» TASK DIRECTIONS
The reply should consist of every entry, repeated exactly.

» Entries taken from a collection
⁂

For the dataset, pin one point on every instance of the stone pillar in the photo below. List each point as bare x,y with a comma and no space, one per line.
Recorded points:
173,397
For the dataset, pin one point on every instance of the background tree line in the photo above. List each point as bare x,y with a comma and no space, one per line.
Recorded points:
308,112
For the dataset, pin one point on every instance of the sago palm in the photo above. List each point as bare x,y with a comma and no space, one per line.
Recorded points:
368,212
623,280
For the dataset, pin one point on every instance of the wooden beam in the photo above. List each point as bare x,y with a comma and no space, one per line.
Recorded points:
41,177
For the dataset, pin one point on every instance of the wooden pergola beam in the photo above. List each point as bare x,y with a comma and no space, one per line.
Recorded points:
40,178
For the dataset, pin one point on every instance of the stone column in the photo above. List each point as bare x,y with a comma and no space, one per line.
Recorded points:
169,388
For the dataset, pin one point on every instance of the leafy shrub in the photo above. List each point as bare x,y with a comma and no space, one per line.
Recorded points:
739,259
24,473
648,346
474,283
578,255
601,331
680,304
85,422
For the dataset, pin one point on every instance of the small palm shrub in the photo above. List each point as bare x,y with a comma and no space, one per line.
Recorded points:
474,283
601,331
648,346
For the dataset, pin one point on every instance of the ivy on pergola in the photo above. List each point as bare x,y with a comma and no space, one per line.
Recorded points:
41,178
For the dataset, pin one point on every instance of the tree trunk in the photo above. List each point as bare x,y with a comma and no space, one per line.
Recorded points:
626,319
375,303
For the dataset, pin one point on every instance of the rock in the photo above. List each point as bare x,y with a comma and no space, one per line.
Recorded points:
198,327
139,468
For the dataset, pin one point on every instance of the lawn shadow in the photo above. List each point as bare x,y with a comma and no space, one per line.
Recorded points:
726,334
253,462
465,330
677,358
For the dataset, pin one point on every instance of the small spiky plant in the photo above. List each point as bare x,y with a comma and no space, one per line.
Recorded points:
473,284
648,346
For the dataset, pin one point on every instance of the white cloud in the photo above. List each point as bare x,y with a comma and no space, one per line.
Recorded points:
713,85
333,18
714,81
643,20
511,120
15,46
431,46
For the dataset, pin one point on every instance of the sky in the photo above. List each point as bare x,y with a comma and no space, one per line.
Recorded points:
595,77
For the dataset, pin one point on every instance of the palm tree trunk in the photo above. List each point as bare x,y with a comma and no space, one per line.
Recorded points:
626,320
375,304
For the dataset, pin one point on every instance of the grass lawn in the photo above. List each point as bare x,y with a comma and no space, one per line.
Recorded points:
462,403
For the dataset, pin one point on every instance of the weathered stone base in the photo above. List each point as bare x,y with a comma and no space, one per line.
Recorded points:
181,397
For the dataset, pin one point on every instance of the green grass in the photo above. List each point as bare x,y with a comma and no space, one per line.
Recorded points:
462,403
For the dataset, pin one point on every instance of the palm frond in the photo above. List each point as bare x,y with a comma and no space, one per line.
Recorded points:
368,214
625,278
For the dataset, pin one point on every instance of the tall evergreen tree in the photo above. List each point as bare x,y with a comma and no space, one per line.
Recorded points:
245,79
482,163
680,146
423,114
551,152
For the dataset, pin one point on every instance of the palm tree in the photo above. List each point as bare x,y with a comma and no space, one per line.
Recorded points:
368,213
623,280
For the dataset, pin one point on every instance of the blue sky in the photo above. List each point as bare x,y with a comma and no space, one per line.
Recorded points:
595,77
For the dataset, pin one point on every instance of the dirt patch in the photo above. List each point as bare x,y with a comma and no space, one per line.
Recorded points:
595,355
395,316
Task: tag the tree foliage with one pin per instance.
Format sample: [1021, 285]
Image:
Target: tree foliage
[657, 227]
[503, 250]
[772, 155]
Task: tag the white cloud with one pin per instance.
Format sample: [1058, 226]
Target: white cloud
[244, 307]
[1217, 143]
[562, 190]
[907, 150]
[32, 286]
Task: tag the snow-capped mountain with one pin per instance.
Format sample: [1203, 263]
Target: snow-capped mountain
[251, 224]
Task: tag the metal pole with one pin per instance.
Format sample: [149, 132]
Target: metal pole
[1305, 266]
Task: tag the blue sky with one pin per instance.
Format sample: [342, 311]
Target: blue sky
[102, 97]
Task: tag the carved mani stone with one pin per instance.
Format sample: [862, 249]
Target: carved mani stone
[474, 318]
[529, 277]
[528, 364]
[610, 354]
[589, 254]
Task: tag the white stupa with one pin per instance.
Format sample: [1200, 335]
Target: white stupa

⁂

» RESPONSE TO THIS TASK
For the dataset, pin one point on every instance of the stone pillar in the photo below. List each point as bare x,y with a comma and no space, one per line.
Recorded points:
173,397
For the dataset, pin one point on every instance of the background tree line in the photo above. List each point as bare x,y with a comma and no space, one per line.
Recorded points:
308,112
For the dataset, pin one point on every instance of the sago palm in the photo above. List each point as bare x,y with a comma and no space, one per line.
Recorded points:
368,212
623,280
For the dataset, pin one point on every instance of the wooden beam in the photo above. List each point as bare x,y with a comma and no space, one per line.
Recorded points:
41,177
For the dataset, pin one point on every instance of the wooden pergola beam in the photo above. List each point as bare x,y with a comma and no space, one per line.
Recorded points:
40,178
For the dataset, pin one point on every instance of the stone column in the photo above. List each point as bare x,y with a comma and no space, one per line.
Recorded points:
169,388
For the dataset, pin one point on every instance of the leafy shrub in the photo above. List each point as bare x,y with a comma and no space, one per line.
Recorded points:
739,259
24,473
648,346
474,283
578,255
601,331
680,304
85,422
For the dataset, pin one point on every instance of the small palm shrub in the photo above. List each point as bare x,y with a comma and no space, one per line.
Recorded points:
474,283
601,331
648,346
For the dataset, pin one point on every instance of the ivy on pergola in the photo above. List each point as bare x,y with a comma and no space, one per line.
Recorded points:
41,178
For the dataset, pin one point on every instance of the tree trunk in the photo above. List each point as bare x,y with a comma and no space, one per line.
Recorded points:
626,319
375,303
For the dataset, pin one point on every instance of the rock in the photo above. List each point as bare x,y with a comma and no space, one per line.
Recorded points:
198,327
139,468
For the dataset, pin one point on every instance of the lawn shadow in the photo above. List each point as bare x,y with a comma and no space, one per line.
Recorded points:
726,334
253,462
465,330
677,358
For the dataset, pin one point on every instance of the small spiky plant in the photo above. List each point as bare x,y with a comma and no space, one per line.
Recorded points:
473,284
648,346
For the dataset, pin one point on every instance of the white cloud in the photo above. List each point as bare x,y with a comma and no space, one per line.
Recorded points:
713,85
333,18
714,81
643,20
511,120
15,46
431,46
For the dataset, pin one point on every instance of the sky in the photo above. List each point as bare x,y with a comma and no space, one per line.
Recorded points:
595,77
For the dataset, pin one point on every instance of the palm tree trunk in the photo above. List each point as bare x,y with a comma and no space, one per line.
Recorded points:
626,320
375,304
For the dataset, pin one point on every instance of the grass lawn in the photo above. List each point as bare x,y with a comma and no space, one per line.
Recorded points:
462,403
For the dataset, pin one point on every instance of the weathered stone base in the photo above. List each point as bare x,y with a comma and no space, one per line.
Recorded points:
181,397
For the dataset, pin one point on every instance of the green grass in the photo above. List each point as bare x,y with a comma and no space, one per line.
Recorded points:
462,403
For the dataset, pin one point on every instance of the palm frond in the photo above. List each point as bare x,y with a comma and no space, one per line.
Recorded points:
368,214
625,278
For the dataset, pin one point on every instance of the tall evergreen tree in the photo above. List each point as bare x,y with a comma and no space, one per line.
Recorded points:
245,79
482,163
680,146
423,114
551,152
For the dataset, pin one point on every instance of the palm tree in the photo above. List each point as bare x,y with a comma and no space, one per line.
Recorded points:
368,213
623,280
For the dataset, pin one point on every instance of the blue sky in the photo above. List each point as bare x,y with a comma and no space, one per line.
Recorded points:
595,77
For the dataset, pin one point on every instance of the dirt patch in the photo above. List each point as bare x,y with a comma and no space, one per line.
Recorded points:
595,355
395,316
Task: tag the tree foliage with one pin per instance.
Format sample: [1021, 285]
Image:
Target: tree foliage
[657, 227]
[503, 250]
[772, 155]
Task: tag the white cloud with one pin per instance.
Format sample: [1058, 226]
Target: white cloud
[244, 307]
[1217, 143]
[562, 190]
[907, 150]
[32, 286]
Task: tag the snow-capped mountain with one pin per instance.
Format sample: [1203, 263]
Target: snow-capped mountain
[251, 224]
Task: tag the metal pole with one pin per instance.
Format sample: [149, 132]
Target: metal pole
[1305, 266]
Task: tag the blue sky with one pin per instance.
Format sample: [342, 311]
Target: blue sky
[102, 97]
Task: tag the carved mani stone with one pin per instance.
Format sample: [862, 249]
Target: carved mani stone
[474, 318]
[529, 277]
[528, 364]
[610, 354]
[589, 254]
Task: tag the white stupa with one pin per instance.
Format sample: [1200, 335]
Target: white stupa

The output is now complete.